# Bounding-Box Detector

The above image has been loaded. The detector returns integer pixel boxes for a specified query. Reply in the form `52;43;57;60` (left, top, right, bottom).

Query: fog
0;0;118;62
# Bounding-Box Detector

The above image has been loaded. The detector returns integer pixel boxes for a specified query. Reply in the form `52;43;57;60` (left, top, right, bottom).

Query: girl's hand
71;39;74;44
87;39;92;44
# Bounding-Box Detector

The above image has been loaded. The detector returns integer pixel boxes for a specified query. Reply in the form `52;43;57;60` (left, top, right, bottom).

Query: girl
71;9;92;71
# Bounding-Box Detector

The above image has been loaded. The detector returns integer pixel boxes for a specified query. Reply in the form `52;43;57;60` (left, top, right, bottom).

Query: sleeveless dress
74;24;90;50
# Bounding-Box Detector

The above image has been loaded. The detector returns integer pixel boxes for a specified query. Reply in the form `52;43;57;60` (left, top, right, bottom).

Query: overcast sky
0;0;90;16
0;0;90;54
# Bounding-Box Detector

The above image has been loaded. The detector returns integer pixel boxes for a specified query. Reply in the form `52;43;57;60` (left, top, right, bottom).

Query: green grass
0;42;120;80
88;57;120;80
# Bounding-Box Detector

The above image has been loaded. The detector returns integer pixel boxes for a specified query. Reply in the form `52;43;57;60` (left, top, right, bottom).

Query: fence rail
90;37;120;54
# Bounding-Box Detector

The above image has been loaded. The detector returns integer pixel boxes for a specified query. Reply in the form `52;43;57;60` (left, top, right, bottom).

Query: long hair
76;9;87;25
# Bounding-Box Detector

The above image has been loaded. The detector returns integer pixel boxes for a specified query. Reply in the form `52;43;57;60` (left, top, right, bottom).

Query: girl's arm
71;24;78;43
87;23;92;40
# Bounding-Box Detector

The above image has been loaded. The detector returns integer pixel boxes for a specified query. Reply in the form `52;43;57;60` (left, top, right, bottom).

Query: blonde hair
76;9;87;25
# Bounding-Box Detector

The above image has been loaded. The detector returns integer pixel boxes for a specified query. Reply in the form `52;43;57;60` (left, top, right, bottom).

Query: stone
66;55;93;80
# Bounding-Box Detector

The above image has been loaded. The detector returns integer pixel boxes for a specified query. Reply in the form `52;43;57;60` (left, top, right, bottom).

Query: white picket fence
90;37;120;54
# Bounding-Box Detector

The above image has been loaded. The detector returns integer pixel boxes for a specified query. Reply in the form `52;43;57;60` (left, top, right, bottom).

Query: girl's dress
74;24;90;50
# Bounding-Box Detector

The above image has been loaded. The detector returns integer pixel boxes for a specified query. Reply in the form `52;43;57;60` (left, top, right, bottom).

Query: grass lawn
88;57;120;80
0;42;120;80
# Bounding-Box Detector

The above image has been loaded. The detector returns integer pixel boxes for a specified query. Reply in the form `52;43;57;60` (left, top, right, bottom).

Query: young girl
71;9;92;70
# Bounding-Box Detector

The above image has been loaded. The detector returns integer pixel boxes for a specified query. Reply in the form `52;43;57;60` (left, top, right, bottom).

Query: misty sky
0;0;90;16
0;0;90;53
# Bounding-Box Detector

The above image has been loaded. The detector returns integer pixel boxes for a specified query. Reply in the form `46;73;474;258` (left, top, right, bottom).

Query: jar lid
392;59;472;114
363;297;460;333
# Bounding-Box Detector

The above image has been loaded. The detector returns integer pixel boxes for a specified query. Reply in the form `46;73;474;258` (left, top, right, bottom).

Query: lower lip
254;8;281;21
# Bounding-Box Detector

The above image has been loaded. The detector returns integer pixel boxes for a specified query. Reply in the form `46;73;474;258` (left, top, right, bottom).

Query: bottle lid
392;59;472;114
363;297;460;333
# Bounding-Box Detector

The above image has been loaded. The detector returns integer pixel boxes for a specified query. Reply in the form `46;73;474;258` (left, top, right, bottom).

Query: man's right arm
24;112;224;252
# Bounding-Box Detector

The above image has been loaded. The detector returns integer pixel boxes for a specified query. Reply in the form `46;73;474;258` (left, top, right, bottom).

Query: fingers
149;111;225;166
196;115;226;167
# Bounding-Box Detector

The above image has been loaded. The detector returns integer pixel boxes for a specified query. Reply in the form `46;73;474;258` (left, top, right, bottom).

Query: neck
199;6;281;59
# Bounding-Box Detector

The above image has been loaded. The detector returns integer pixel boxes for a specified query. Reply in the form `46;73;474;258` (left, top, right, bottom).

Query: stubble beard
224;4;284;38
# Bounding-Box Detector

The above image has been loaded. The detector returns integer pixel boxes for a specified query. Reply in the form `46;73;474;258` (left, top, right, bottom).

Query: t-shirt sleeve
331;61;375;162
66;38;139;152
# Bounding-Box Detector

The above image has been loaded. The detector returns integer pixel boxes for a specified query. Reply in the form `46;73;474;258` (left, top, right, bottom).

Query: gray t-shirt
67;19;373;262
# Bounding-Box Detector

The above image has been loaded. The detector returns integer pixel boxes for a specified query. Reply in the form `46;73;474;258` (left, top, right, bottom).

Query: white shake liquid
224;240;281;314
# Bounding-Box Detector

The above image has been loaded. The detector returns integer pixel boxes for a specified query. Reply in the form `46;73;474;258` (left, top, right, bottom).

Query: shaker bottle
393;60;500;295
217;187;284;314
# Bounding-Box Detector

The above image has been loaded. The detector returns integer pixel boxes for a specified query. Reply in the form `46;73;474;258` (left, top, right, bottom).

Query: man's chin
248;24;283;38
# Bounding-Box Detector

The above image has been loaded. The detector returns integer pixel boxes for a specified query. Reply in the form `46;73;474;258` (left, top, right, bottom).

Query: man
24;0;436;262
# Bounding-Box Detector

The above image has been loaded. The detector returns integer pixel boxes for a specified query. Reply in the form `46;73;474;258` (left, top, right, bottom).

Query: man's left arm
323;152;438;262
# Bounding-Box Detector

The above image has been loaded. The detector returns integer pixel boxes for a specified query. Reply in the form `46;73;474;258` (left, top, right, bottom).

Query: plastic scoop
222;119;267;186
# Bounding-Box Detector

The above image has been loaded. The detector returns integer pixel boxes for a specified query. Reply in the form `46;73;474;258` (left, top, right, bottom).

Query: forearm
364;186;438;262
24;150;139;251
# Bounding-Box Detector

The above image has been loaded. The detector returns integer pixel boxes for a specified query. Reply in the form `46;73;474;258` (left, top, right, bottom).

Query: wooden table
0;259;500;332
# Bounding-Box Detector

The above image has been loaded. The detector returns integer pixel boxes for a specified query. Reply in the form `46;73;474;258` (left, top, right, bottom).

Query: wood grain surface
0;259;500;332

* Problem:
Return all of the entries exactly as they were supplied.

* Full answer:
# Bounding-Box Detector

The above image has been loaded. The detector returns integer pixel boxes for a specified query. Reply in the form `52;43;57;60` (left, top, right, bottom).

Query: fog
0;0;118;62
# Bounding-Box Detector

The above image has been loaded. The detector returns integer pixel boxes for a specified query. Reply in the form `52;43;57;60` (left, top, right, bottom).

Query: girl's hand
71;39;74;44
87;39;92;44
# Bounding-Box Detector

The above image has been loaded. The detector returns integer pixel boxes for a specified query. Reply in the form `52;43;57;60` (left, top, right, bottom).

Query: girl
71;9;92;71
# Bounding-Box Detector

The above image has been loaded. The detector returns integer pixel boxes for a specified query. Reply in the form `52;43;57;60` (left, top, right, bottom).

Query: sleeveless dress
74;24;90;50
# Bounding-Box Detector

The above image has been loaded. The detector returns integer pixel boxes for a specified query. Reply in the form `52;43;57;60` (left, top, right, bottom).

Query: overcast sky
0;0;90;16
0;0;90;54
# Bounding-Box Detector

The above image has been loaded. The detector returns integer pixel boxes for a specified query. Reply in the form `52;43;57;60` (left, top, right, bottom).

Query: green grass
0;42;120;80
88;57;120;80
# Bounding-Box Detector

The above image has been loaded. The detector returns integer pixel boxes for a specified query. Reply in the form `52;43;57;60` (left, top, right, bottom).

Query: fence rail
90;37;120;54
# Bounding-Box Detector

The above image has been loaded. The detector returns integer pixel boxes for a specified query. Reply in the form `52;43;57;60` (left, top, right, bottom).

Query: long hair
76;9;87;25
# Bounding-Box Detector

The above image has been loaded. The detector returns integer pixel boxes for a specified query. Reply in the form `52;43;57;60` (left, top, right, bottom).

Query: girl's arm
71;24;78;43
87;23;92;40
# Bounding-Box Detector

The above image has been loaded. The detector returns integer pixel boxes for a specified query. Reply in the form `52;43;57;60` (left, top, right, bottom).

Query: blonde hair
76;9;87;25
# Bounding-Box Detector

The above image has been loaded. The detector returns integer pixel boxes for a specified query. Reply in the form `52;43;57;60` (left, top, right, bottom).

Query: stone
66;55;93;80
# Bounding-Box Detector

The above image has been loaded. The detector returns integer pixel boxes for a specified query. Reply in the form `52;43;57;60` (left, top, right, bottom).

Query: white picket fence
90;37;120;54
# Bounding-Box Detector

The above image has been loaded. The detector returns integer pixel boxes for a specified query. Reply in the form `52;43;57;60` (left, top, right, bottom).

Query: girl's dress
74;24;90;50
# Bounding-Box Detector

The above image has been loaded. The detector returns integer pixel boxes for a specified query. Reply in the form `52;43;57;60` (left, top, right, bottom).

Query: grass lawn
88;57;120;80
0;42;120;80
# Bounding-Box Detector

The above image has been loaded. The detector returns integer pixel boxes for a specified query. Reply in the form `52;43;57;60` (left, top, right, bottom).

Query: young girl
71;9;92;70
# Bounding-Box Detector

The above image has been loaded. The detector returns integer pixel boxes for a specified query. Reply in the form `52;43;57;60` (left, top, right, bottom).

Query: misty sky
0;0;90;16
0;0;90;53
# Bounding-Box Detector

The above image has been loaded. The detector returns integer pixel boxes for a specified query. Reply in the form `46;73;474;258` (left, top, right, bottom).

Query: jar lid
392;59;472;114
363;297;460;333
# Bounding-Box Detector

The above image has been loaded. The detector returns integer pixel boxes for a specified query. Reply in the form `46;73;474;258` (left, top, right, bottom).

Query: lower lip
254;8;281;21
# Bounding-Box Detector

The above image has been loaded. The detector returns integer pixel boxes for a specified query. Reply in the form `46;73;474;258` (left, top, right, bottom).

Query: bottle lid
392;59;472;114
363;297;460;333
# Bounding-Box Detector

The above image has been loaded. The detector returns integer pixel boxes for a specified query. Reply in the form `46;73;474;258` (left, top, right, bottom).

Query: man's right arm
24;112;224;252
# Bounding-Box Detector

The above image has been loaded. The detector returns integer pixel boxes for a specified query. Reply in the form `46;73;474;258` (left, top, right, bottom).

Query: fingers
149;111;225;166
196;115;226;167
# Bounding-Box Detector

The above image has been loaded. The detector returns integer pixel boxes for a specified query. Reply in the form `46;73;474;258` (left, top, right, bottom).

Query: neck
199;6;281;59
# Bounding-Box Detector

The above image has been loaded. The detector returns integer pixel boxes for a specified query. Reply in the form `46;73;474;258` (left, top, right, bottom).

Query: stubble beard
224;4;284;38
# Bounding-Box Detector

The above image has been loaded. The detector returns integer pixel boxes for a specified query. Reply in the form `46;73;474;258` (left, top, right, bottom).

Query: t-shirt sleeve
331;61;375;162
66;38;139;152
# Bounding-Box Detector

The above image has been loaded. The detector returns integer pixel boxes for a specified query. Reply in the form `46;73;474;258` (left, top, right, bottom).

Query: gray t-shirt
67;19;373;262
# Bounding-Box Detector

The above image has been loaded. The detector returns integer pixel boxes for a specified query. Reply in the form `46;73;474;258` (left, top, right, bottom).

Query: white shake liquid
224;240;281;314
# Bounding-Box Detector

The above image has been loaded. The detector returns integer pixel boxes for a specified query. Reply in the form `46;73;474;258` (left, top, right, bottom).

Query: shaker bottle
393;60;500;295
217;187;284;314
# Bounding-Box Detector

The above image has been loaded. The detector returns integer pixel boxes for a specified query. Reply in the form `46;73;474;258` (left, top, right, bottom).

Query: man's chin
248;24;283;38
# Bounding-Box Detector

The above image has been loaded. The detector returns integer pixel boxes for a specified query. Reply in the form `46;73;474;258` (left, top, right, bottom).

Query: man
24;0;436;262
# Bounding-Box Detector

The above image has been loaded. The detector returns integer pixel boxes for a specified query. Reply in the form `46;73;474;258` (left, top, right, bottom).

Query: man's left arm
323;152;438;262
# Bounding-Box Detector

The above image has been loaded. The detector returns integer pixel boxes for a specified query. Reply in the form `46;73;474;258` (left, top, right, bottom).

Query: plastic scoop
222;119;267;186
# Bounding-Box Detector

The above image has been loaded. The detector returns integer pixel boxes for a specified query. Reply in the form `46;73;474;258` (left, top, right, bottom).

Query: forearm
364;186;438;262
24;150;139;251
# Bounding-Box Detector

The above image has been loaded. The detector returns integer pixel boxes for a specified query. Reply in the form `46;73;474;258` (left, top, right, bottom).

Query: wooden table
0;259;500;332
# Bounding-Box Detector

The above image has been loaded. The detector returns integer pixel boxes for a specified query. Reply in the form `46;73;474;258` (left, top, right, bottom).

Query: wood grain surface
0;259;500;332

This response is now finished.